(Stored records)
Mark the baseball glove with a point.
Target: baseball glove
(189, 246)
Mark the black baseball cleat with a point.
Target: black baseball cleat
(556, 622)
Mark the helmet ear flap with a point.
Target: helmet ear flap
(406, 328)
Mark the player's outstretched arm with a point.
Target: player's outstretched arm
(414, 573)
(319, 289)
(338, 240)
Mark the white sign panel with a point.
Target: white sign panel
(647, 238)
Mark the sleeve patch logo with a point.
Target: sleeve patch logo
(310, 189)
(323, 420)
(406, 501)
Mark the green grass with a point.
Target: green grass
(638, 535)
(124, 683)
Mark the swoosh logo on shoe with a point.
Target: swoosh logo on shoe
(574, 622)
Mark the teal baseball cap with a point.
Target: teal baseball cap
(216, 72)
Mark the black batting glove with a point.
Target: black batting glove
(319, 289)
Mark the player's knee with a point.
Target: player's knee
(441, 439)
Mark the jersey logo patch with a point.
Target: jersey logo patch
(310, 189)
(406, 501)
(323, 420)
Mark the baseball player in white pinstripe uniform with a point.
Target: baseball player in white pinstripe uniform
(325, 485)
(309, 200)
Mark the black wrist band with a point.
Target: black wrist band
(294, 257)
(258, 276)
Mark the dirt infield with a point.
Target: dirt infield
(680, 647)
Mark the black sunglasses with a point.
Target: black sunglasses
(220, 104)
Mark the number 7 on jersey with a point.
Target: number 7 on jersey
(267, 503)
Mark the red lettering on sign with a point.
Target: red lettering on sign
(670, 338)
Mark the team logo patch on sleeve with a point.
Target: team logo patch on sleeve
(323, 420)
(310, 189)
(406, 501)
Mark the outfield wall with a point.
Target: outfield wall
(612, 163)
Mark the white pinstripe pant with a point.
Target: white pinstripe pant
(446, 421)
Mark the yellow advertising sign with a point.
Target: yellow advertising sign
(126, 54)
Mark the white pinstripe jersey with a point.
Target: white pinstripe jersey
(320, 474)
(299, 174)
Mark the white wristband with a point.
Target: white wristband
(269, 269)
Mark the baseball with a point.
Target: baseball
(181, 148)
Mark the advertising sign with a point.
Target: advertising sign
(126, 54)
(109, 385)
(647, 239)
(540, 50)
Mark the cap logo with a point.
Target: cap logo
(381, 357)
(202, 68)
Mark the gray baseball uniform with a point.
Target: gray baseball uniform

- **PROBLEM REQUIREMENTS**:
Output every line of the material above without changing anything.

- **RESPONSE TO THIS EXERCISE**:
Mark the baseball glove with a point.
Target: baseball glove
(189, 246)
Mark the black baseball cleat with a point.
Target: black baseball cleat
(556, 622)
Mark the helmet ear flap with a point.
Target: helmet ear flap
(406, 328)
Mark the player's outstretched arm with a point.
Target: player's outstretched arm
(414, 573)
(319, 289)
(338, 240)
Mark the white sign panel with a point.
Target: white sign panel
(647, 238)
Mark the sleeve patch logo with a point.
Target: sleeve patch logo
(310, 189)
(323, 420)
(406, 501)
Mark the green grass with a point.
Target: green grass
(638, 535)
(124, 683)
Mark the swoosh logo on shoe with a point.
Target: swoosh logo on shoe
(574, 622)
Mark the teal baseball cap with a point.
Target: teal baseball cap
(216, 72)
Mark the black batting glove with a point.
Target: black batting glove
(319, 289)
Mark the player's knee with a point.
Target: player's knee
(441, 439)
Mark the jersey logo patch with a point.
Target: jersey logo patch
(310, 189)
(406, 501)
(323, 420)
Mark the baseball player in white pinstripe uniform with a point.
Target: baseball player in white pinstripe uniform
(325, 485)
(309, 200)
Mark the black wrist band with a point.
Target: black wrist band
(294, 257)
(258, 276)
Mark the dirt infield with a point.
Target: dirt infield
(680, 647)
Mark the black sunglasses with a point.
Target: black sunglasses
(220, 104)
Mark the number 7 on jersey with a point.
Target: number 7 on jersey
(267, 503)
Mark the red lettering on sign with a point.
Target: red lettering on sign
(670, 338)
Mark the team logo patch on sleeve with a point.
Target: team logo patch on sleeve
(323, 420)
(310, 189)
(406, 501)
Mark the outfield wall with a point.
Target: outfield wall
(612, 163)
Mark the white pinstripe pant with a point.
Target: white pinstripe pant
(446, 421)
Mark the yellow advertising sign with a point.
Target: yellow advertising sign
(126, 54)
Mark the white pinstripe jersey with a point.
Target: white pinstripe jersey
(320, 474)
(299, 174)
Mark the white wristband with a point.
Target: white wristband
(269, 269)
Mark the baseball with a point.
Target: baseball
(181, 148)
Mark the advertising sign with a point.
Target: advertising sign
(126, 54)
(109, 385)
(647, 239)
(540, 50)
Mark the cap logo with a point.
Target: cap logo
(381, 357)
(202, 68)
Mark the gray baseball uniform with a point.
Target: gray baseball uniform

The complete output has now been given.